-- Task to complete --
What you return must match every record word for word.

-- Collected data entries --
BEGIN

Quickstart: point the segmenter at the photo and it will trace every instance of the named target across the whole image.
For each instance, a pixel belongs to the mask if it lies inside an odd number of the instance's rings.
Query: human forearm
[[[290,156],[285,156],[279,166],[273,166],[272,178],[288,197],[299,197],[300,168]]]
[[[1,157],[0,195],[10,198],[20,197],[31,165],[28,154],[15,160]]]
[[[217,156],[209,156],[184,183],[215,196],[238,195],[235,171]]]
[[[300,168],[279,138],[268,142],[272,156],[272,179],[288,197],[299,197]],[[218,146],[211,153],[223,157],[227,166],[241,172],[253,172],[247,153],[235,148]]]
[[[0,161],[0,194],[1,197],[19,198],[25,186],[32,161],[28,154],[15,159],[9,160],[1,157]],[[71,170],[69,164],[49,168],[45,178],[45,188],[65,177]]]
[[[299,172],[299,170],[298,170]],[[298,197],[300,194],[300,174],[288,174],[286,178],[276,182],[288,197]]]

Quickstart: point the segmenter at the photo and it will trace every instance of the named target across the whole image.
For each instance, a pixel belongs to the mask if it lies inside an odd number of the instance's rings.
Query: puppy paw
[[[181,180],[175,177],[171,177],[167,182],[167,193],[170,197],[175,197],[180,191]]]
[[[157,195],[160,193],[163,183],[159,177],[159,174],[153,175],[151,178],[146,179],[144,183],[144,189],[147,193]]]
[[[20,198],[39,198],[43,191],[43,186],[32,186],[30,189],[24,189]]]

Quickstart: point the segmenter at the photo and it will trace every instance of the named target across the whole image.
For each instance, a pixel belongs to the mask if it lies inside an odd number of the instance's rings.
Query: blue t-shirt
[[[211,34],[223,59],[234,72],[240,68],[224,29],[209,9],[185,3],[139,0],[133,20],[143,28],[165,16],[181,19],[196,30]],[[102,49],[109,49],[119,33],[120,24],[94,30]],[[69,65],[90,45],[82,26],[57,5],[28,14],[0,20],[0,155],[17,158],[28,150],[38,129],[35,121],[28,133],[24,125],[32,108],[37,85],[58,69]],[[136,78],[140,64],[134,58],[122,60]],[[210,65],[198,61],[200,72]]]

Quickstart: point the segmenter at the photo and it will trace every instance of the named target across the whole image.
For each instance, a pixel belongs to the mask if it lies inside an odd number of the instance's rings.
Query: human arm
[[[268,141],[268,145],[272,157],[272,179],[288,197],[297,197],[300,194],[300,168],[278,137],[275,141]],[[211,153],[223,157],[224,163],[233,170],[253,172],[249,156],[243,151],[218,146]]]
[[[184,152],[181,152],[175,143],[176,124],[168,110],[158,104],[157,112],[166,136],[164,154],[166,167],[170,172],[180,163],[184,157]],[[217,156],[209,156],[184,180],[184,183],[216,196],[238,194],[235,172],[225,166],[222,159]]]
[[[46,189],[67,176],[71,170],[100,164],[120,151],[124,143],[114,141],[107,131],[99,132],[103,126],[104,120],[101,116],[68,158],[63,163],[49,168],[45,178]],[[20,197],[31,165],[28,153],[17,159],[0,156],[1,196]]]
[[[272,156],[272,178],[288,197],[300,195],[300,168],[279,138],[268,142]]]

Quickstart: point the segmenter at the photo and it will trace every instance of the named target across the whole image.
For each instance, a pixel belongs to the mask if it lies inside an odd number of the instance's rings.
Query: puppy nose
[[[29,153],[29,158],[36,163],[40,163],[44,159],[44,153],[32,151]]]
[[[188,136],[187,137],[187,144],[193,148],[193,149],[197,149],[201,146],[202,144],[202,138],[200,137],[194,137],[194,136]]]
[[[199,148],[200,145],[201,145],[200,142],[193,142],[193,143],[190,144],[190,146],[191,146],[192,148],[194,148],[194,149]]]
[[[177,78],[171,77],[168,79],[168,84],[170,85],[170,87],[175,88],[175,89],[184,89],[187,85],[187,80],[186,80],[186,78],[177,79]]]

END

-- Exercise response --
Quickstart: point the segmenter at the photo and it will trace every instance of the named target across the whole image.
For each instance, a pixel belongs to the mask if it lies inside an odd number of the instance's rings.
Query: human forearm
[[[290,156],[285,156],[279,166],[273,166],[272,178],[288,197],[299,197],[300,168]]]
[[[1,157],[0,195],[10,198],[20,197],[31,165],[28,154],[15,160]]]
[[[217,156],[209,156],[184,183],[215,196],[238,195],[235,171]]]
[[[300,168],[279,138],[268,142],[272,156],[272,179],[288,197],[299,197]],[[218,146],[211,153],[223,157],[227,166],[241,172],[253,172],[247,153],[235,148]]]
[[[0,161],[0,194],[1,197],[19,198],[25,186],[32,161],[28,154],[15,159],[9,160],[1,157]],[[71,170],[69,164],[49,168],[45,178],[45,188],[65,177]]]
[[[299,172],[299,170],[298,170]],[[298,197],[300,194],[300,174],[288,174],[286,178],[276,182],[288,197]]]

Quickstart: point the segmenter at the photo and it will trace every instance of the named target across the whole image.
For each instance, a pixel belongs to the mask if it lies inside an odd number of the instance's rings.
Query: puppy paw
[[[181,180],[175,177],[171,177],[167,182],[167,193],[170,197],[175,197],[180,191]]]
[[[157,195],[160,193],[163,183],[159,177],[159,174],[153,175],[151,178],[146,179],[144,183],[144,189],[147,193]]]
[[[20,198],[39,198],[43,191],[43,186],[32,186],[30,189],[24,189]]]

Quickstart: point the segmenter at the photo and it will trace every instance of the named target across the whole image.
For each instance, a pixel belongs to the mask if it lies inside an odd number of the instance's rings.
Query: blue t-shirt
[[[211,34],[223,59],[234,72],[240,68],[224,29],[209,9],[185,3],[139,0],[133,20],[143,28],[165,16],[181,19],[196,30]],[[102,49],[109,49],[119,33],[120,24],[94,30]],[[69,65],[90,45],[82,26],[57,5],[28,14],[0,20],[0,155],[17,158],[28,150],[38,129],[35,121],[28,133],[24,125],[32,108],[37,85],[58,69]],[[136,78],[140,64],[134,58],[122,60]],[[210,65],[198,61],[200,72]]]

Quickstart: point the segmenter at the photo and it will trace every instance of the named target across the whole image.
For each instance, a pixel belongs to the mask if it lies inside an odd number of the instance's rings.
Query: human arm
[[[268,141],[268,145],[272,157],[272,179],[288,197],[297,197],[300,194],[300,168],[278,137],[275,141]],[[211,153],[223,157],[224,163],[233,170],[253,172],[249,156],[243,151],[218,146]]]
[[[184,152],[181,152],[175,143],[176,124],[168,110],[158,104],[157,112],[166,136],[164,154],[166,167],[170,172],[180,163],[184,157]],[[217,156],[209,156],[184,180],[184,183],[216,196],[238,194],[235,172],[225,166],[222,159]]]
[[[46,189],[67,176],[71,170],[100,164],[120,151],[124,143],[114,141],[107,131],[99,132],[103,126],[104,120],[101,116],[68,158],[63,163],[49,168],[45,178]],[[20,197],[31,165],[28,153],[17,159],[0,156],[1,196]]]
[[[272,156],[272,178],[288,197],[300,195],[300,168],[279,138],[268,142]]]

Quickstart: point the segmenter at the photo and it will trace every instance of the named target across the whole image.
For each instance, a pixel belongs to the mask if it lies inside an odd number of the instance's rings.
Query: puppy nose
[[[29,153],[29,158],[36,163],[40,163],[44,159],[44,153],[32,151]]]
[[[188,136],[187,137],[187,144],[193,148],[193,149],[197,149],[201,146],[202,144],[202,138],[200,137],[194,137],[194,136]]]
[[[199,148],[200,145],[201,145],[200,142],[193,142],[193,143],[190,144],[190,146],[191,146],[192,148],[194,148],[194,149]]]
[[[177,78],[171,77],[168,79],[168,84],[170,85],[170,87],[175,88],[175,89],[184,89],[187,85],[187,80],[186,80],[186,78],[177,79]]]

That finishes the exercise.